** Start Exercise material **
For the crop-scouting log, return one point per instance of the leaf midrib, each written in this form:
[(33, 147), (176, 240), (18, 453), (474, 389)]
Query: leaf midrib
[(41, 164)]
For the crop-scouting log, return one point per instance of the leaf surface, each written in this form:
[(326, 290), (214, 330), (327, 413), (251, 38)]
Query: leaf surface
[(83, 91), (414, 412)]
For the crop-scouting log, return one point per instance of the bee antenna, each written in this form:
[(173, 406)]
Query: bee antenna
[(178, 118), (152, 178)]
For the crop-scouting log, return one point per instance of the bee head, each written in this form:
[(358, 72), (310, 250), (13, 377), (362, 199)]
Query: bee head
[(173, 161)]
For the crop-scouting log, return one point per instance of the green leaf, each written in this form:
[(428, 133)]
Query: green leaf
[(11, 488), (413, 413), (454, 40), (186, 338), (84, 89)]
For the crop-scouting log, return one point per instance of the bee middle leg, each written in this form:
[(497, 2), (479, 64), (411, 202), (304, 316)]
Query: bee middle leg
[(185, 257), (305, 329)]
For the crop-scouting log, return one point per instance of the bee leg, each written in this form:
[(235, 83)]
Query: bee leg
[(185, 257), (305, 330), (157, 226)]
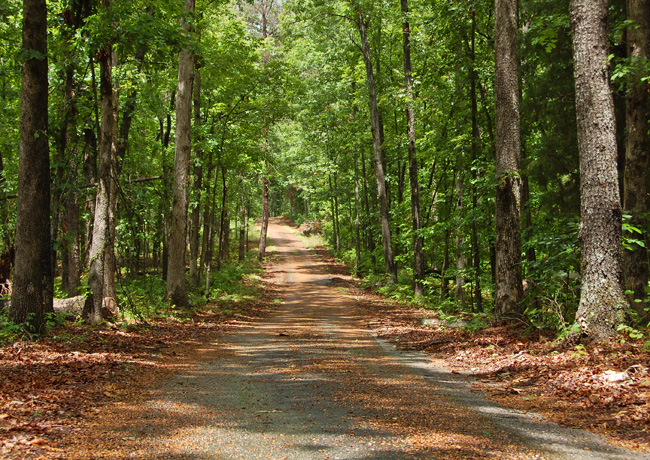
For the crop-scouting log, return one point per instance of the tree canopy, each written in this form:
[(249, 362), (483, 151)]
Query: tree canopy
[(383, 123)]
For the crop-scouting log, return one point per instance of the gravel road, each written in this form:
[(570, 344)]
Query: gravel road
[(311, 382)]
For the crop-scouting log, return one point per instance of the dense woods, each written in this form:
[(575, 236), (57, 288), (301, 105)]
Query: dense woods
[(475, 156)]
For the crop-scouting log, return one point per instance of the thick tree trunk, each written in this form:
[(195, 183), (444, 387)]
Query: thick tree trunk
[(418, 239), (242, 232), (176, 282), (266, 211), (635, 262), (91, 174), (110, 263), (461, 259), (224, 233), (377, 141), (33, 284), (4, 216), (70, 268), (476, 139), (100, 235), (195, 216), (357, 220), (508, 290), (602, 301)]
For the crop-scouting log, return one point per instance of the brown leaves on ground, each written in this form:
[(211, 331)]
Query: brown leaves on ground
[(49, 387), (603, 387)]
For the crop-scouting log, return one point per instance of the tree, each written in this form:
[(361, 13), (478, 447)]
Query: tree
[(33, 284), (418, 240), (635, 259), (508, 290), (602, 301), (362, 21), (107, 145), (176, 282)]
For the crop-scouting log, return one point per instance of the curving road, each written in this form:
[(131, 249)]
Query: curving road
[(311, 382)]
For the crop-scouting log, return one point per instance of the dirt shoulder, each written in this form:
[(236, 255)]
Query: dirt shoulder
[(51, 390), (603, 388), (54, 392)]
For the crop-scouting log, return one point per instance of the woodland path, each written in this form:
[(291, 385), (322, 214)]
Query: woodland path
[(311, 382)]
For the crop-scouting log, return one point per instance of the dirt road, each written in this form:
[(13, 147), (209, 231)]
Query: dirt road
[(311, 382)]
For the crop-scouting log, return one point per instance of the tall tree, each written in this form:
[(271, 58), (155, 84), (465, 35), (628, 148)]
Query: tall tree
[(100, 234), (418, 239), (176, 282), (362, 21), (508, 290), (33, 284), (602, 301), (635, 262)]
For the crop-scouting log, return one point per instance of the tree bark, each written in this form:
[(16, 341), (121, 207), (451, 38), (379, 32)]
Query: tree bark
[(100, 235), (377, 141), (176, 282), (635, 262), (33, 283), (509, 289), (602, 301), (195, 216), (476, 139), (418, 239), (261, 251)]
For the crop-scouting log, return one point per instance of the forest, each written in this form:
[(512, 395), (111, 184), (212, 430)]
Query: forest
[(471, 156)]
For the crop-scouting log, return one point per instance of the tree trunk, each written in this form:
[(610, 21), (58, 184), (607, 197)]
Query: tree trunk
[(176, 283), (508, 290), (70, 269), (91, 174), (33, 284), (635, 262), (357, 220), (110, 264), (602, 301), (390, 267), (195, 216), (242, 232), (100, 235), (261, 252), (224, 233), (418, 239), (461, 260), (476, 138)]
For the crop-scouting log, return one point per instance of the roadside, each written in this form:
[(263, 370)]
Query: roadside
[(603, 388), (308, 381)]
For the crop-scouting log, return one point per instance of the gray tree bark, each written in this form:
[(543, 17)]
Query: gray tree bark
[(377, 144), (635, 262), (176, 282), (195, 217), (602, 301), (33, 284), (418, 239), (92, 312), (508, 289)]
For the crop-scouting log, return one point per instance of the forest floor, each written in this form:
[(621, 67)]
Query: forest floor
[(70, 395)]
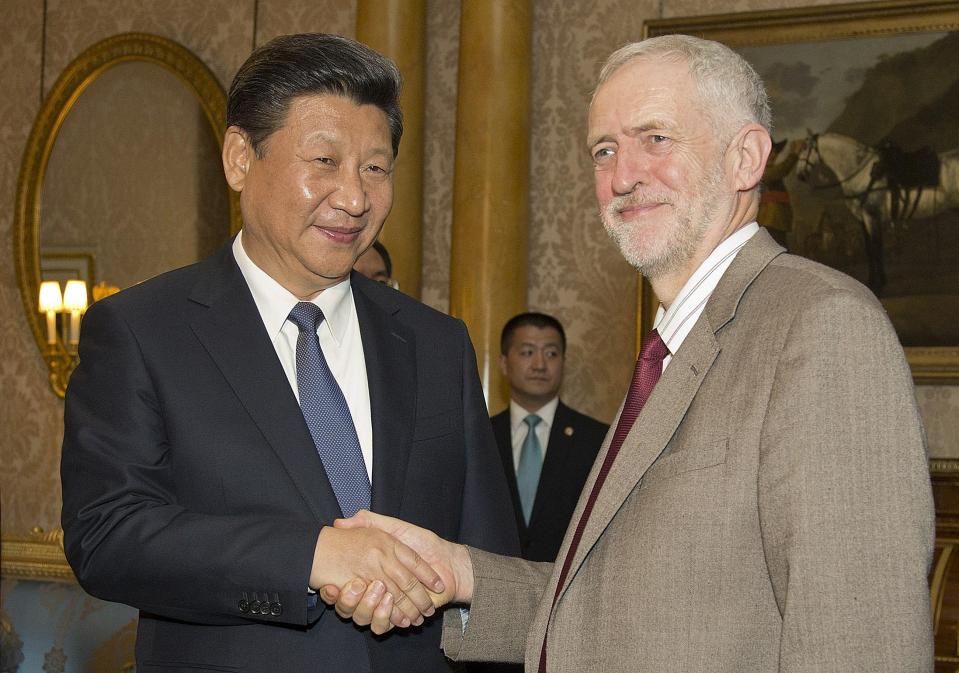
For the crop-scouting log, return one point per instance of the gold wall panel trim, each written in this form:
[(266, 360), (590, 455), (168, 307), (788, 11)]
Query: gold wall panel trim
[(489, 239), (397, 29), (74, 80), (38, 556)]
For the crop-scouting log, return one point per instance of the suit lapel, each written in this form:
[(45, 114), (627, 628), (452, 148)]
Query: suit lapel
[(554, 475), (389, 350), (670, 400), (233, 334), (504, 442)]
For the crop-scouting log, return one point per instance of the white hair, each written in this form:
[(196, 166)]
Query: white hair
[(728, 85)]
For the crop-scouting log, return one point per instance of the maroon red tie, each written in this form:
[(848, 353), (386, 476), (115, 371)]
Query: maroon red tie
[(649, 367)]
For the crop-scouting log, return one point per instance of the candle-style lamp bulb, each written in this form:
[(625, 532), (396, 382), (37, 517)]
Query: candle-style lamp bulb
[(75, 301), (51, 303)]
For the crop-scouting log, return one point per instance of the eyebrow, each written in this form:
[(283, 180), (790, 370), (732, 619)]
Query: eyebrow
[(633, 130)]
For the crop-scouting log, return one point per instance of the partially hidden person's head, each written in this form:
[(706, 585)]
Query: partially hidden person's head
[(532, 358), (376, 265), (679, 137), (313, 129)]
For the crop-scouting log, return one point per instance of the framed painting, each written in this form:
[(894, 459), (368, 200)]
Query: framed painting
[(864, 175)]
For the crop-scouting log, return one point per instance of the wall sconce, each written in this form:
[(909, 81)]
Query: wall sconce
[(61, 351), (51, 303)]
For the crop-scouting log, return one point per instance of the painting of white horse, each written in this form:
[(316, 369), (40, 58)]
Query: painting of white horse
[(871, 193)]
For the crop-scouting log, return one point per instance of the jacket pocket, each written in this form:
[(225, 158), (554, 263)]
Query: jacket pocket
[(429, 427), (687, 460)]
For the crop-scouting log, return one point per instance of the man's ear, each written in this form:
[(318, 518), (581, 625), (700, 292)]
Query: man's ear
[(237, 155), (748, 153)]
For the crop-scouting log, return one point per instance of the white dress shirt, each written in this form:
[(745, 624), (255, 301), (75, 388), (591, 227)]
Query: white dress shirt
[(519, 429), (339, 335), (675, 323)]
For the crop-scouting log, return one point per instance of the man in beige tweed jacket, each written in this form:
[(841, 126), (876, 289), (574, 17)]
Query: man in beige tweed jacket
[(770, 509)]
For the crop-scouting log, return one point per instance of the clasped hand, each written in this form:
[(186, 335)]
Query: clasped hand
[(435, 572)]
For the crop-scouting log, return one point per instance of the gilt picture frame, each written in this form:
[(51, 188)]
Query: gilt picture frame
[(864, 111)]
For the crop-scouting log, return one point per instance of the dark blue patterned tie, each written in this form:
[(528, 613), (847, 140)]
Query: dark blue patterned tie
[(327, 415)]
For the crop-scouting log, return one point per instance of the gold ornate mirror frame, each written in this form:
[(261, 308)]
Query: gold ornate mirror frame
[(75, 79)]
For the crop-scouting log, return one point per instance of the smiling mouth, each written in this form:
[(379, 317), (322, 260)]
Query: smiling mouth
[(340, 235), (638, 209)]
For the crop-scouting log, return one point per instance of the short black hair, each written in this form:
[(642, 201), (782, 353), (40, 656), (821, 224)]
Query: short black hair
[(531, 319), (308, 64), (380, 248)]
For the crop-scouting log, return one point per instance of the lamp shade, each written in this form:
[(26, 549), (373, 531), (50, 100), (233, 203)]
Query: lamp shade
[(75, 296), (50, 297)]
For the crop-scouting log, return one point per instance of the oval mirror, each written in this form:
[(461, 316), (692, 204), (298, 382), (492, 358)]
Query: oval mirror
[(121, 179)]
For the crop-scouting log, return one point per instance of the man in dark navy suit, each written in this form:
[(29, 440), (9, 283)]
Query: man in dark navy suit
[(546, 447), (224, 414)]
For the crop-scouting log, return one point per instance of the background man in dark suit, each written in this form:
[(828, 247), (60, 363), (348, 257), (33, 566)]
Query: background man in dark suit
[(224, 414), (546, 447), (375, 264)]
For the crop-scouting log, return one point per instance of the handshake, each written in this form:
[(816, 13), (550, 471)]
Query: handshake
[(383, 572)]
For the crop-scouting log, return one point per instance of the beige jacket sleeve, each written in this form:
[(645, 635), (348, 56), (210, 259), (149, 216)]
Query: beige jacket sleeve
[(506, 594), (844, 499)]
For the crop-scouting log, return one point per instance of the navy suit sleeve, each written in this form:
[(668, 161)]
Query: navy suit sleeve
[(127, 535), (487, 520)]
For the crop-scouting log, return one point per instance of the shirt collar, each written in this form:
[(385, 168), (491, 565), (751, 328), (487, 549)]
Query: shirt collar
[(275, 302), (547, 412), (675, 323)]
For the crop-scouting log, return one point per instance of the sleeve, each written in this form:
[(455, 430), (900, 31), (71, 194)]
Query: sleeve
[(845, 503), (127, 537), (506, 595), (487, 519)]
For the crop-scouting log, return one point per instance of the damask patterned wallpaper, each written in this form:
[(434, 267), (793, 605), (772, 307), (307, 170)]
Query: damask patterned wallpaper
[(575, 272)]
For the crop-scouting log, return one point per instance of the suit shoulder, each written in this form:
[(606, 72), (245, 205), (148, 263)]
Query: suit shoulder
[(147, 294), (798, 277)]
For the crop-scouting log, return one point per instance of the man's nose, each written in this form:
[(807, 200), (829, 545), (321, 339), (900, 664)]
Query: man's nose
[(350, 195)]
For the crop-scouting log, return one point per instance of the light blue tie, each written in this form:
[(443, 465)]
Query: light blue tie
[(530, 465), (327, 415)]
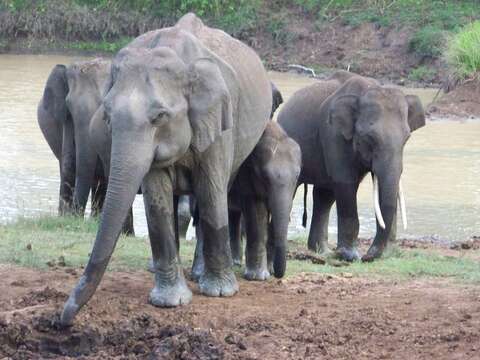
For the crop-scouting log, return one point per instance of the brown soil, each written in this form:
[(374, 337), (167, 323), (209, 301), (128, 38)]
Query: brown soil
[(309, 316), (462, 102)]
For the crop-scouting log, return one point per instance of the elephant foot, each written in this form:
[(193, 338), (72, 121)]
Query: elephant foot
[(325, 251), (224, 284), (198, 268), (151, 267), (171, 294), (256, 274), (347, 254), (374, 252)]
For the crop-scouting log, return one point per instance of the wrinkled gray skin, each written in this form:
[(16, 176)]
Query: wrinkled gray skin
[(264, 190), (261, 195), (187, 105), (347, 127), (71, 96)]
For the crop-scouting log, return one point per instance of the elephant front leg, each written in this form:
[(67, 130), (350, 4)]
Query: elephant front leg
[(348, 225), (217, 279), (170, 286), (383, 241), (234, 223), (318, 235), (256, 223)]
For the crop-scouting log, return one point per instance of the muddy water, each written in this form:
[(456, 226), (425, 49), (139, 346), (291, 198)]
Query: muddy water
[(441, 173)]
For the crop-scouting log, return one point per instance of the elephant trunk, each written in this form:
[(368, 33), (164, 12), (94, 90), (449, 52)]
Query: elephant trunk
[(127, 173), (280, 204)]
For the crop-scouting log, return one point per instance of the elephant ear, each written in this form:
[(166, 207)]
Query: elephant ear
[(277, 99), (342, 113), (416, 113), (210, 105), (55, 92)]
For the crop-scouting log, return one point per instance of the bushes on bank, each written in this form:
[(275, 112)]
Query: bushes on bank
[(463, 51)]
** End Exercise material **
Reproduce the lines starting at the one containing "of the smiling" and ending with the one containing "[(340, 235), (638, 209)]". Substitute "grinning mouth" for "smiling mouth" and leave everything else as it is.

_Task answer_
For the crop-scouting log, return one point per instance of the grinning mouth, each written in this form:
[(379, 317), (322, 260)]
Query: grinning mouth
[(340, 235), (638, 209)]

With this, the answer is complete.